Your objective:
Pick out every line in the listing below that contains the word "tiled", and copy each one in full.

Data in this exercise:
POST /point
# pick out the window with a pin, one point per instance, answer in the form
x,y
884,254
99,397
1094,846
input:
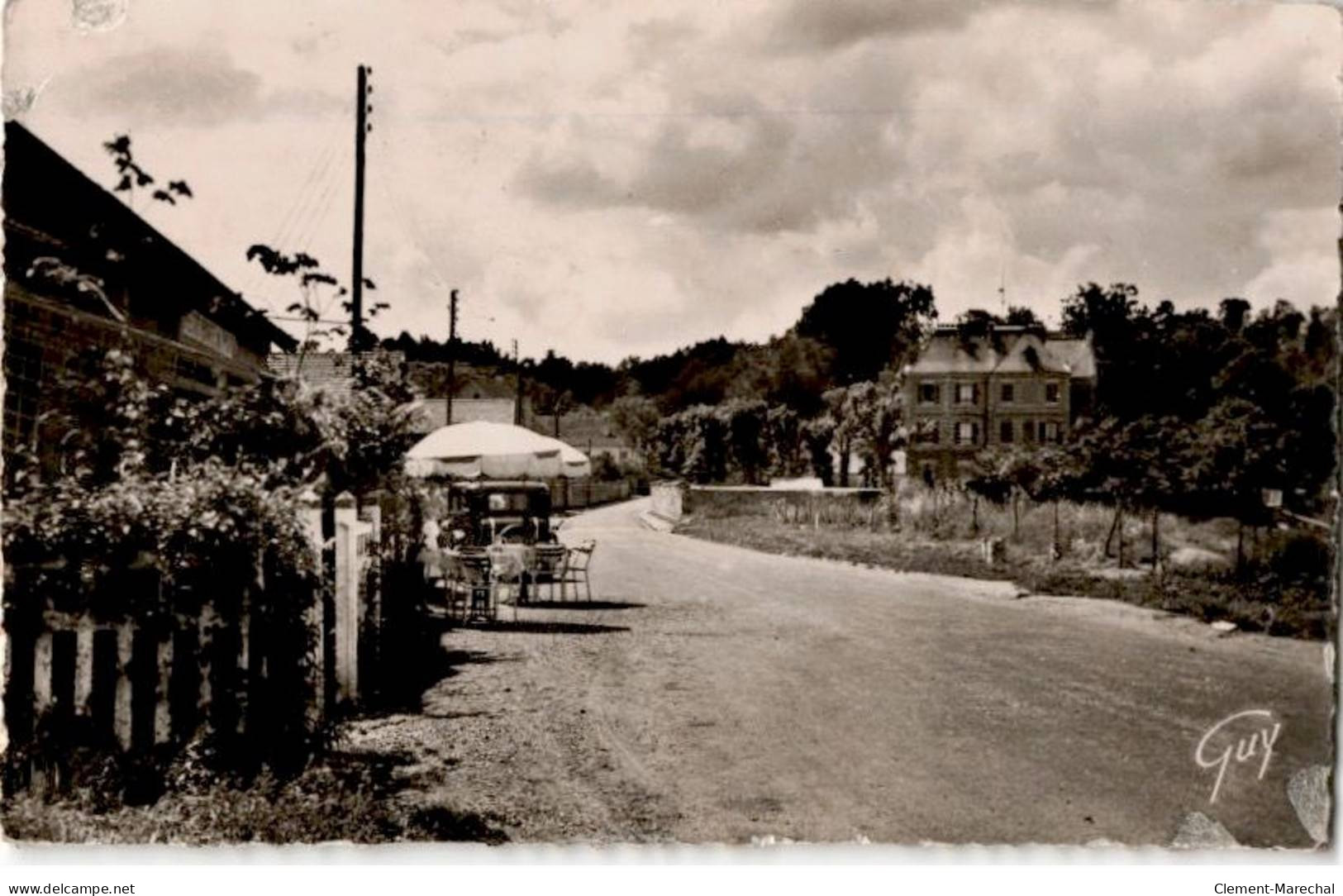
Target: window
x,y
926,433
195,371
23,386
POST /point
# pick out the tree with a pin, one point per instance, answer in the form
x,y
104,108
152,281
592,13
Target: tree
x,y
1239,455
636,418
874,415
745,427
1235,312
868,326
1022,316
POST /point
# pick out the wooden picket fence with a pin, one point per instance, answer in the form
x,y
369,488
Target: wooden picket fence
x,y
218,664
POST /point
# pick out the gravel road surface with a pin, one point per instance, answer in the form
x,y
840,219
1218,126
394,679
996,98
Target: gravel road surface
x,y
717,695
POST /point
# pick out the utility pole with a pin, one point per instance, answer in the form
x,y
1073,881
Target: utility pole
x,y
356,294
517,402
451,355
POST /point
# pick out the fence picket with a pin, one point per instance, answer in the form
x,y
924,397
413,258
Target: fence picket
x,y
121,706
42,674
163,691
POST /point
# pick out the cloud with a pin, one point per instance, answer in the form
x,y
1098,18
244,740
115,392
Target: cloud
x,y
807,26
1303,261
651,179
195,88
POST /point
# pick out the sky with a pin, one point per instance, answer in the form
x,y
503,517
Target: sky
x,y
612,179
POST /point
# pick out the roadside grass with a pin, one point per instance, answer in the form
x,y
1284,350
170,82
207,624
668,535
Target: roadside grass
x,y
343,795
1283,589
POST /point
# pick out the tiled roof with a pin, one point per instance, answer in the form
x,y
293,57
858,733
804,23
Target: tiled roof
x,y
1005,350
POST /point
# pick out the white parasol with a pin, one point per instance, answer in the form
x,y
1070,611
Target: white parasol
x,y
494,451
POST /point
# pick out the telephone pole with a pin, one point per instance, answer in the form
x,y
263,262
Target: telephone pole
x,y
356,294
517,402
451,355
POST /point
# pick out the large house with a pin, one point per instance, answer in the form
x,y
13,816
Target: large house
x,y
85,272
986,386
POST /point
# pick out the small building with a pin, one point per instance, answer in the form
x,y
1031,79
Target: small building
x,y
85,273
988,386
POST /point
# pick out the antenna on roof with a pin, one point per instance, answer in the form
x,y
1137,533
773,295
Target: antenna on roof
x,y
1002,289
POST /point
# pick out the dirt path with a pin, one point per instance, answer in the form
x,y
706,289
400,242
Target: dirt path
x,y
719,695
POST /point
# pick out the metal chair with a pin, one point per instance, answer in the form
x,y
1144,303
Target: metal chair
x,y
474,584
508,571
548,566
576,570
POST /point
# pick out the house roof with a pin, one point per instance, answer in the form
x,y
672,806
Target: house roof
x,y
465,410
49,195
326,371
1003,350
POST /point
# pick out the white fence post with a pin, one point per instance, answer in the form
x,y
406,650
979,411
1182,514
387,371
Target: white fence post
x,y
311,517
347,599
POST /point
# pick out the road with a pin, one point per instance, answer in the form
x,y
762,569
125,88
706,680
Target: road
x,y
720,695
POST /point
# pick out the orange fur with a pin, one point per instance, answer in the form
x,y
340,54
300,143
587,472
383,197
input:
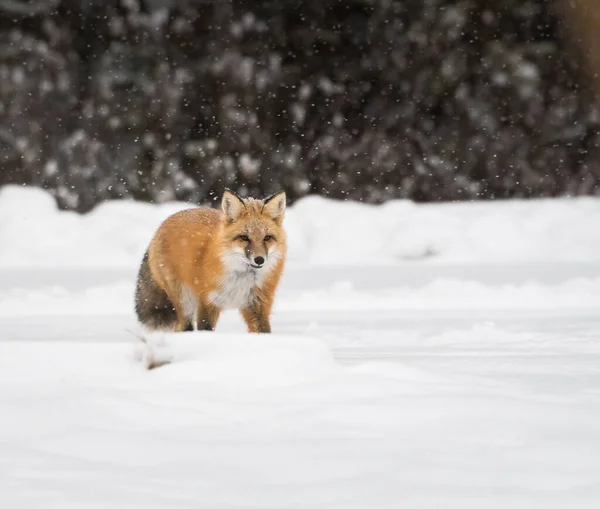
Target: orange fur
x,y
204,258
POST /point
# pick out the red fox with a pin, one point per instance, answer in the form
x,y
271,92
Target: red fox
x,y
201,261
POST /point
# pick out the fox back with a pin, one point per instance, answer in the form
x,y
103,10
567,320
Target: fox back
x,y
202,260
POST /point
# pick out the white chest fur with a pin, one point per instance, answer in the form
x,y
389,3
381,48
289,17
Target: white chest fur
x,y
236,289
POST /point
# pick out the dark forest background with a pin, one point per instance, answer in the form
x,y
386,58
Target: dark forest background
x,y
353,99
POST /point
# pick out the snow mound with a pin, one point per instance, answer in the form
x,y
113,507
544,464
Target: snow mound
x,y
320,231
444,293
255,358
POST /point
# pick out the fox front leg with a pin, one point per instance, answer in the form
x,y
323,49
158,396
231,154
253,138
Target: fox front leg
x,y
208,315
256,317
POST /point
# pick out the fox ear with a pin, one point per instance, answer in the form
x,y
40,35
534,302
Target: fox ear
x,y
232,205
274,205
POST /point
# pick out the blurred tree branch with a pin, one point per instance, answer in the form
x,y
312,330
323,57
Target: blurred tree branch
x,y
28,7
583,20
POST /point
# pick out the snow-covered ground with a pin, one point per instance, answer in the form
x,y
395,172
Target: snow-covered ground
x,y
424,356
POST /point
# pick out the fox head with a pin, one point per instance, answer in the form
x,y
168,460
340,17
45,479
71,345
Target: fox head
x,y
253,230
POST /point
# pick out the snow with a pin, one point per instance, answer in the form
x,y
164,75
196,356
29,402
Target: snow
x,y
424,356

Response for this exercise:
# pick out the tiled roof with a pin, one point per instance, answer in the form
Target: tiled roof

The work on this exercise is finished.